[Point localization data]
╭──
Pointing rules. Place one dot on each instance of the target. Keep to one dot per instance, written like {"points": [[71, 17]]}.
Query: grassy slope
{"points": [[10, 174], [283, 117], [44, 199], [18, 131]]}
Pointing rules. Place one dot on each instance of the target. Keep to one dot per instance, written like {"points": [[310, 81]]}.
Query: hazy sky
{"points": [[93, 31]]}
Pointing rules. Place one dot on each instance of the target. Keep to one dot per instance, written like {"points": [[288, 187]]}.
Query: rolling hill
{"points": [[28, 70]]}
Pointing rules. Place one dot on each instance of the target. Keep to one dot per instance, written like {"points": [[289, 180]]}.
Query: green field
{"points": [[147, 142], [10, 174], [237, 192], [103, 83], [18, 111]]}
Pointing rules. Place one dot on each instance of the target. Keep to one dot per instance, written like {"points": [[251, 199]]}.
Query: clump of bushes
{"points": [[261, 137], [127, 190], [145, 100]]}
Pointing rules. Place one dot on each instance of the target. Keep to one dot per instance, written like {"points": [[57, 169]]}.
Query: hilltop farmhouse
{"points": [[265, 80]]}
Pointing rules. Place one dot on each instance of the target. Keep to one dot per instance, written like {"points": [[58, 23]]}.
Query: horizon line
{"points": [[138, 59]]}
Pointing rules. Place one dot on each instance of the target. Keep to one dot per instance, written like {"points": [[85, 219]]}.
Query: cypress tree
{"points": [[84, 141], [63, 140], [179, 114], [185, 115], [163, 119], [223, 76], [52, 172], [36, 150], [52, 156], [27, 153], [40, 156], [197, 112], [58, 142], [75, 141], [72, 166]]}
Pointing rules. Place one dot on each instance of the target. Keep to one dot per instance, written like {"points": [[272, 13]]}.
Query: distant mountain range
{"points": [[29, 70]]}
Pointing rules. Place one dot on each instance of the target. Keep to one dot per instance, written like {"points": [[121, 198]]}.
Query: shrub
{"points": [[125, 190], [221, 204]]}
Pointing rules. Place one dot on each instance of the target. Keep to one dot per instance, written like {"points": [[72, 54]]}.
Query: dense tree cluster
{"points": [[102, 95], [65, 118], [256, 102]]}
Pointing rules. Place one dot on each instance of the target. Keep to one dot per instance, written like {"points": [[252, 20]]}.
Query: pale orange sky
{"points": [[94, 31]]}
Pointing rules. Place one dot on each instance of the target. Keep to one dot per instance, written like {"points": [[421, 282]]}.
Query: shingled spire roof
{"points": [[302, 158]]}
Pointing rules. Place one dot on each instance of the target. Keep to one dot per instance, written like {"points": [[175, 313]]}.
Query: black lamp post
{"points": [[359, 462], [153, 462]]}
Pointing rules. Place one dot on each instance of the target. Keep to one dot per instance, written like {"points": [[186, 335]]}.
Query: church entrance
╰──
PROBLEM DESCRIPTION
Repeat each record above precisely as written.

SOLUTION TO THE PROBLEM
Pointing rules. Place one dot on each instance of the target. Keep to one dot per instance, written like {"points": [[71, 17]]}.
Query: grassy slope
{"points": [[10, 174], [283, 117], [44, 199], [18, 131]]}
Pointing rules. Place one dot on each instance of the target. Keep to one dot per instance, written like {"points": [[310, 81]]}.
Query: hazy sky
{"points": [[93, 31]]}
Pointing rules. Place one dot on each instance of the target. Keep to one dot per instance, written like {"points": [[288, 187]]}.
Query: rolling hill
{"points": [[28, 70]]}
Pointing rules. Place one dot on each instance of the target. Keep to one dot per instance, written like {"points": [[289, 180]]}.
Query: green field
{"points": [[147, 142], [10, 174], [237, 192], [103, 83], [18, 111]]}
Pointing rules. Place one dot on each instance of the target. Keep to one dot per instance, written like {"points": [[251, 199]]}.
Query: clump of bushes
{"points": [[261, 137], [127, 190], [145, 100]]}
Pointing rules. Place one dot on each instance of the target. Keep to one dot per instance, written like {"points": [[57, 169]]}.
Query: hilltop farmhouse
{"points": [[265, 80]]}
Pointing rules. Place one dot on each instance of the target. Keep to one dot per instance, written like {"points": [[58, 23]]}.
Query: horizon line
{"points": [[138, 59]]}
Pointing rules. Place one dot on each instance of the target. Keep to one dot per instance, written like {"points": [[85, 219]]}.
Query: cypress tree
{"points": [[84, 141], [63, 140], [179, 114], [185, 115], [163, 119], [223, 76], [52, 172], [36, 150], [52, 156], [27, 153], [40, 156], [197, 112], [58, 142], [75, 141], [72, 166]]}
Pointing rules. Place one dot on each instance of the target. Keep to one dot per instance, written like {"points": [[272, 13]]}.
Query: distant mountain range
{"points": [[29, 70]]}
Pointing rules. Place one dot on each instance of the target. Keep to one dot per instance, written like {"points": [[121, 198]]}.
Query: shrub
{"points": [[125, 190], [221, 204]]}
Pointing rules. Place one dot on each instance of the target. Keep to one dot per instance, written like {"points": [[72, 54]]}.
Query: dense tree cluster
{"points": [[102, 95], [65, 118], [256, 102]]}
Pointing rules. Place one dot on each instance of the target. Keep to one dot per instance, written like {"points": [[252, 20]]}.
Query: pale orange sky
{"points": [[94, 31]]}
Pointing rules. Place one dot on each instance of the target. Keep to one dot per instance, written like {"points": [[421, 282]]}.
Query: shingled spire roof
{"points": [[302, 158]]}
Pointing rules. Place one dot on each instance of the target. Keep to one dot per instance, written like {"points": [[175, 313]]}.
Query: black lamp post
{"points": [[359, 462], [153, 462]]}
Pointing rules. Place one dot on each instance of the target. Keep to one dot per instance, written like {"points": [[186, 335]]}.
Query: church entrance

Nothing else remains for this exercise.